PROBLEM
The listing below is to be output in its exact form.

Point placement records
#####
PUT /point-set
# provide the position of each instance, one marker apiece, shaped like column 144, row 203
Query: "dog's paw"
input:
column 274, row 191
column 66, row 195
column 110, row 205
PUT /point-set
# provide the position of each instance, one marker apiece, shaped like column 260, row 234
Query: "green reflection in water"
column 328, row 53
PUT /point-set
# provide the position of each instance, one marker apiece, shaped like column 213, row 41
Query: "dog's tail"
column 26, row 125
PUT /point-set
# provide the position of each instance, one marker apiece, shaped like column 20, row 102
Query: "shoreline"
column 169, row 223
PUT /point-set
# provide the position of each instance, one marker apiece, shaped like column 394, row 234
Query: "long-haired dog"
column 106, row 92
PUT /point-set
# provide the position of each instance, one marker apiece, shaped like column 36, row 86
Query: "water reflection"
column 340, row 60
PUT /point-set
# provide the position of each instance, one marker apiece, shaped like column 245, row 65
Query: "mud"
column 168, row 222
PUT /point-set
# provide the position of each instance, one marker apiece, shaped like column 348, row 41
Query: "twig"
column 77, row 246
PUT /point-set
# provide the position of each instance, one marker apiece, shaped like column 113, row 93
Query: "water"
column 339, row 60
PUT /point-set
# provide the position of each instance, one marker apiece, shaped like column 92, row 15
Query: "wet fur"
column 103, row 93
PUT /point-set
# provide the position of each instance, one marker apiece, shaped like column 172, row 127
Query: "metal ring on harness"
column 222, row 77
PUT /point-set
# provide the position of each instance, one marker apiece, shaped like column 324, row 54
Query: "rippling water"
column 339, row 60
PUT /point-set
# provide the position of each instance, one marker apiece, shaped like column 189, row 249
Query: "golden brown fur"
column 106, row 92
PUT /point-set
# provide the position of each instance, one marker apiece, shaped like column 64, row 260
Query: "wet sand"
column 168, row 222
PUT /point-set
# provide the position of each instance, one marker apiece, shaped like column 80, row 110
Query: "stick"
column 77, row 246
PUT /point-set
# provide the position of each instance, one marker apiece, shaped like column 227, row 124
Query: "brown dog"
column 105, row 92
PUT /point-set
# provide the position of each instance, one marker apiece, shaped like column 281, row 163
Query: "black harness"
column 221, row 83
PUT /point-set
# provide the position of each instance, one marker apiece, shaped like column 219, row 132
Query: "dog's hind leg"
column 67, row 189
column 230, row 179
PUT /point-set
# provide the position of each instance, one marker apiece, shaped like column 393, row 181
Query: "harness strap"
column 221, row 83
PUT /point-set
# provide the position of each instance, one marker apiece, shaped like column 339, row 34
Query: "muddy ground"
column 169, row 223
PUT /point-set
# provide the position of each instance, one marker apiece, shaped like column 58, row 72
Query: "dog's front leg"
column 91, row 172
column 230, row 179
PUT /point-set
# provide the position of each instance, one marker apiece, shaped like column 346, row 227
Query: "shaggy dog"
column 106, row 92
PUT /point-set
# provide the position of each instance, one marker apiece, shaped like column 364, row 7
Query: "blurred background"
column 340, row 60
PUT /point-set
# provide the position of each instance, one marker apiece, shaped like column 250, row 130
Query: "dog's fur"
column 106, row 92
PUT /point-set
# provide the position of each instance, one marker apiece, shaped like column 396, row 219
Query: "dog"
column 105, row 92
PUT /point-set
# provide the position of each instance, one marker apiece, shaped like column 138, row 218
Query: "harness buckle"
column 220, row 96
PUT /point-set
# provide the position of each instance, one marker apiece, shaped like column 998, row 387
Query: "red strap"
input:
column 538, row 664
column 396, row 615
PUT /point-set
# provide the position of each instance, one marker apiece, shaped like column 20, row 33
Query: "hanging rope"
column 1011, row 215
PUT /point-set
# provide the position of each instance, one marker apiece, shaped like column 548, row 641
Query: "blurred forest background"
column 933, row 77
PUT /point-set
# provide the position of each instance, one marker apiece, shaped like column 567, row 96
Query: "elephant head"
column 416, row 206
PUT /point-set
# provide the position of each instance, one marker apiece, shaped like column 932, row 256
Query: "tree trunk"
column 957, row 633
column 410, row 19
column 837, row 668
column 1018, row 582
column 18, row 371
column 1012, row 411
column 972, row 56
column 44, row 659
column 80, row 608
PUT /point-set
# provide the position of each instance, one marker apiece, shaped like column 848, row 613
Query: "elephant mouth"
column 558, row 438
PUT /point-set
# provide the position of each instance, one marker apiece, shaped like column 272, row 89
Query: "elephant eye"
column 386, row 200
#####
OUTPUT FOR THIS EXERCISE
PUT /point-set
# provide the position of each instance, one marker apiece, shaped like column 144, row 203
Query: "dog's paw"
input:
column 274, row 191
column 66, row 195
column 110, row 205
PUT /point-set
# provide the position of each instance, one marker apiece, shaped like column 260, row 234
Query: "green reflection in water"
column 328, row 53
PUT /point-set
# provide the position of each instance, one marker apiece, shaped like column 213, row 41
Query: "dog's tail"
column 26, row 125
PUT /point-set
# provide the position of each instance, one marker apiece, shaped like column 20, row 102
Query: "shoreline"
column 169, row 223
PUT /point-set
# provide the position of each instance, one marker apiece, shaped like column 394, row 234
Query: "long-haired dog"
column 106, row 92
PUT /point-set
# provide the position of each instance, one marker apiece, shaped like column 36, row 86
Query: "water reflection"
column 340, row 60
PUT /point-set
# provide the position of each instance, one marker apiece, shaped like column 245, row 65
Query: "mud"
column 168, row 222
PUT /point-set
# provide the position of each instance, one marker apiece, shaped like column 348, row 41
Query: "twig"
column 77, row 246
PUT /point-set
# provide the position of each instance, one marker apiece, shaped like column 113, row 93
Query: "water"
column 339, row 60
PUT /point-set
# provide the position of each instance, one marker apiece, shaped like column 92, row 15
Query: "wet fur"
column 103, row 93
PUT /point-set
# provide the position of each instance, one marker apiece, shaped like column 172, row 127
Query: "metal ring on harness"
column 222, row 77
PUT /point-set
# provide the position of each instance, one marker apiece, shaped like column 324, row 54
Query: "rippling water"
column 339, row 60
PUT /point-set
# provide the position of each instance, one marker apiece, shaped like column 189, row 249
Query: "golden brown fur"
column 106, row 92
PUT /point-set
# provide the position of each instance, one marker apiece, shaped like column 64, row 260
Query: "wet sand"
column 168, row 222
PUT /point-set
# provide the position of each instance, one marker apiece, shaped like column 80, row 110
Query: "stick"
column 77, row 246
PUT /point-set
# provide the position of each instance, one marker apiece, shaped like column 227, row 124
Query: "brown dog"
column 105, row 92
PUT /point-set
# provide the position of each instance, one marker apiece, shaped like column 281, row 163
Query: "black harness"
column 221, row 83
PUT /point-set
# provide the position of each instance, one marker apiece, shaped like column 219, row 132
Query: "dog's hind leg"
column 67, row 189
column 230, row 179
PUT /point-set
# provide the position of each instance, one marker apiece, shaped like column 393, row 181
Query: "harness strap"
column 221, row 83
PUT /point-set
# provide the position of each instance, one marker apiece, shaped like column 339, row 34
Query: "muddy ground"
column 169, row 223
PUT /point-set
# provide the position of each instance, one marker apiece, shaped like column 58, row 72
Query: "dog's front leg"
column 91, row 172
column 230, row 179
PUT /point-set
# provide the position of each instance, one marker apiece, shaped like column 346, row 227
Query: "shaggy dog"
column 106, row 92
PUT /point-set
# provide the position of each instance, one marker apiece, shaped like column 364, row 7
Query: "blurred background"
column 340, row 60
PUT /point-set
# provide the position of each instance, one marker apiece, shaped like column 250, row 130
Query: "dog's fur"
column 106, row 92
PUT /point-set
# provide the position of each instance, one marker apiece, shaped like column 396, row 219
Query: "dog"
column 105, row 92
PUT /point-set
# provide the position of each instance, one marker apiece, shaped like column 138, row 218
Query: "harness buckle"
column 220, row 96
PUT /point-set
# provide the position of each instance, one marker apiece, shaped like column 998, row 387
Query: "red strap"
input:
column 538, row 664
column 396, row 615
PUT /point-set
# provide the position of each instance, one marker apiece, shaped like column 20, row 33
Query: "hanging rope"
column 1011, row 215
PUT /point-set
# provide the position of each instance, one marker apiece, shaped like column 548, row 641
Query: "blurred forest background"
column 933, row 77
PUT /point-set
# provide the position of each instance, one marker apiece, shaped like column 567, row 96
Query: "elephant head"
column 416, row 206
PUT /point-set
# provide the position of each instance, one marker apiece, shaped like column 932, row 256
Query: "tree trunk"
column 957, row 633
column 410, row 19
column 837, row 668
column 1018, row 582
column 18, row 371
column 1012, row 411
column 972, row 56
column 44, row 659
column 80, row 608
PUT /point-set
# provide the position of each instance, one marker apiece, shaped like column 848, row 613
Query: "elephant mouth"
column 558, row 438
PUT /point-set
# provide the position of each instance, one marker apiece, shaped like column 272, row 89
Query: "elephant eye"
column 386, row 200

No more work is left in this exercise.